-- Written problem --
Please return everything in the utility report passage below from "than the current" down to "quarter of 2005.", word for word.

-- Text passage --

On October 27, 2003 we filed a notice of intent with the SPP for the right to withdraw from the SPP effective October 31, 2004 because of uncertainty surrounding the treatment from the states regarding RTO participation and cost recovery; increased risk of additional membership assessment cost allocation due to potential member departures; and anticipated change in the terms and conditions of the SPP tariff and network services. Such withdrawal requires approval from the FERC. We retained the option, however, to rescind such notice on or before October 31, 2004 and remain a member of the SPP, which we did on October 25, 2004. At the same time, we filed a new notice of intent with the SPP for the right to withdraw from the SPP effective October 31, 2005. We will be seeking authorization from Missouri, Kansas and Arkansas to participate in and transfer functional control of our transmission facilities to the SPP RTO should we decide to remain a member. We are unable to quantify the potential impact of membership in the RTO on our future financial position, results of operation or cash flows at this time, but will continue to evaluate the situation and make a decision whether or not to continue membership with the SPP.

 

Operating Revenue Deductions

 

During the third quarter of 2004, total operating expenses decreased approximately $3.8 million (5.0%) compared with the same period last year. Fuel costs decreased approximately $2.9 million (14.0%) while purchased power costs decreased $1.3 million (10.1%) during the third quarter of 2004. The decrease in fuel and purchased power costs was primarily due to decreased demand in the third quarter of 2004 as compared to the same period in 2003 primarily due to cooler temperatures during July and August of 2004 and to $1 million recorded as fuel expense in the third quarter of 2003 for a payment made in the fourth quarter of 2003 pursuant to a settlement with Enron of a fuel contract dispute. The positive effect of our gas hedging program also reduced fuel cost by $1.1 million compared to the same period last year. We expect fuel costs to increase in 2005 due to changes in delivered prices resulting from the expiration of our long-term coal and freight contracts. We currently have a long-term contract, expiring in December 2004, with a subsidiary of Peabody Holding Company, Inc. for the supply of low sulfur Western coal (Powder River Basin) at the Asbury and Riverton Plants. We also currently have a contract with Union Pacific Railroad Company and The Kansas City Southern Railway Company which provides for transportation of the Powder River Basin coal which will expire in June 2005. We have accepted binding proposals and are negotiating contractual terms and conditions to finalize both a new coal contract and a new transportation contract. The delivered price of coal under the new contracts is expected to be higher

 

23



 

than the current price during the first and second quarters of 2005, but we expect the delivered price increase to be substantially mitigated beginning in the third quarter of 2005.

-- Supplied records --
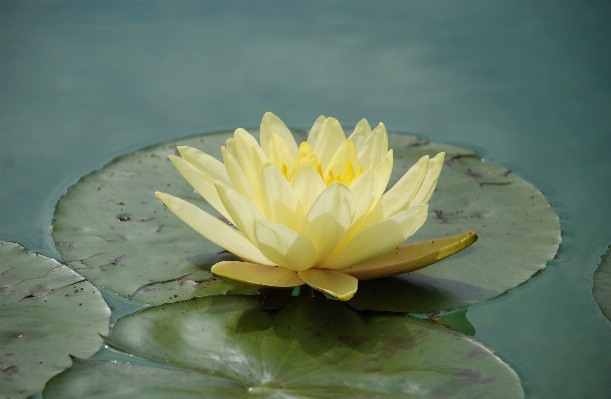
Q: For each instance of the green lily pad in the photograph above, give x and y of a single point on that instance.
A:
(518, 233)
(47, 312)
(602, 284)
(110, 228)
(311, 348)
---
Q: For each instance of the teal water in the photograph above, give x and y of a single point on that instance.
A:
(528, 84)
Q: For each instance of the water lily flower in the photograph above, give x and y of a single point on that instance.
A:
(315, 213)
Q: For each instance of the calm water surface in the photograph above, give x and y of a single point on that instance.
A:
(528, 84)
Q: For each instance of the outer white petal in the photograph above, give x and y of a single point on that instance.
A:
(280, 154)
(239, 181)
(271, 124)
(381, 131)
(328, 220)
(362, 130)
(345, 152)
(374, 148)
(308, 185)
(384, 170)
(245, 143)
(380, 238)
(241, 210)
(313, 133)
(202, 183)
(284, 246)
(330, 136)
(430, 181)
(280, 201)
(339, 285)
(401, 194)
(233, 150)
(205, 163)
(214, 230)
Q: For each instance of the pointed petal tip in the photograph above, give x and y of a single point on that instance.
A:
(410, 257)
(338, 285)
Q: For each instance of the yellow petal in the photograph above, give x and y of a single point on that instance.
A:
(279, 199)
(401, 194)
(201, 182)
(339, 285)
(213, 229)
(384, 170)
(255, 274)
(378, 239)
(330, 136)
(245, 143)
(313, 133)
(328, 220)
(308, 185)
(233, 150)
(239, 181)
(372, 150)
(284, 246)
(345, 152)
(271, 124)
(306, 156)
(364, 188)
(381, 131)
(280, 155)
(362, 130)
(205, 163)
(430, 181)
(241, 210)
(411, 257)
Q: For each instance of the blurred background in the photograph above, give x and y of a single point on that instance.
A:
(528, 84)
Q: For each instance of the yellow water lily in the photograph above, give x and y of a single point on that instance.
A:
...
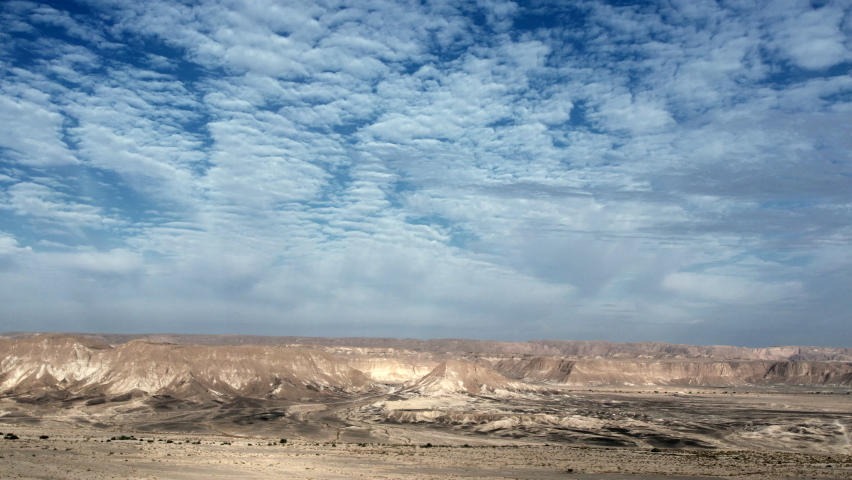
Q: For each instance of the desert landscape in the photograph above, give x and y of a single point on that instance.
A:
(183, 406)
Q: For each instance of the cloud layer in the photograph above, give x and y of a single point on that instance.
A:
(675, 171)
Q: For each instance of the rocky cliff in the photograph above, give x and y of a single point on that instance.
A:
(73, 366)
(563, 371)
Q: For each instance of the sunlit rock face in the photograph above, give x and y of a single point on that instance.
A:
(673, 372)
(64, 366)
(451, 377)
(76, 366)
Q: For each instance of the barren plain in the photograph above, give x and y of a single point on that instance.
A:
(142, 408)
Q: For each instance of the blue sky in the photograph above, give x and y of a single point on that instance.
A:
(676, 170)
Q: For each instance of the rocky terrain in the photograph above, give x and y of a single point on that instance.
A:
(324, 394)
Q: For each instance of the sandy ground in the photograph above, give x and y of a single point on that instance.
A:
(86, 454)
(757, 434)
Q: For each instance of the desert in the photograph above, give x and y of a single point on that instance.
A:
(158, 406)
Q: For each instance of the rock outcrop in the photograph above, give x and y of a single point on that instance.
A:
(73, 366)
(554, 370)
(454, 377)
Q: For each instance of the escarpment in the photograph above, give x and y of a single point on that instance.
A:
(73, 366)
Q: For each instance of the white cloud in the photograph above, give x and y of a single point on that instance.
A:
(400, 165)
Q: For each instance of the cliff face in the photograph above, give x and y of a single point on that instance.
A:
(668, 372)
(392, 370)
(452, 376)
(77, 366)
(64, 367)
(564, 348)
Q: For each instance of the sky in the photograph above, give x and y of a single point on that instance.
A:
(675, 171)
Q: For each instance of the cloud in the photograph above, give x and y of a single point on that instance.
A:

-- Full solution --
than the current price during the first and second quarters of 2005, but we expect the delivered price increase to be substantially mitigated beginning in the third quarter of 2005.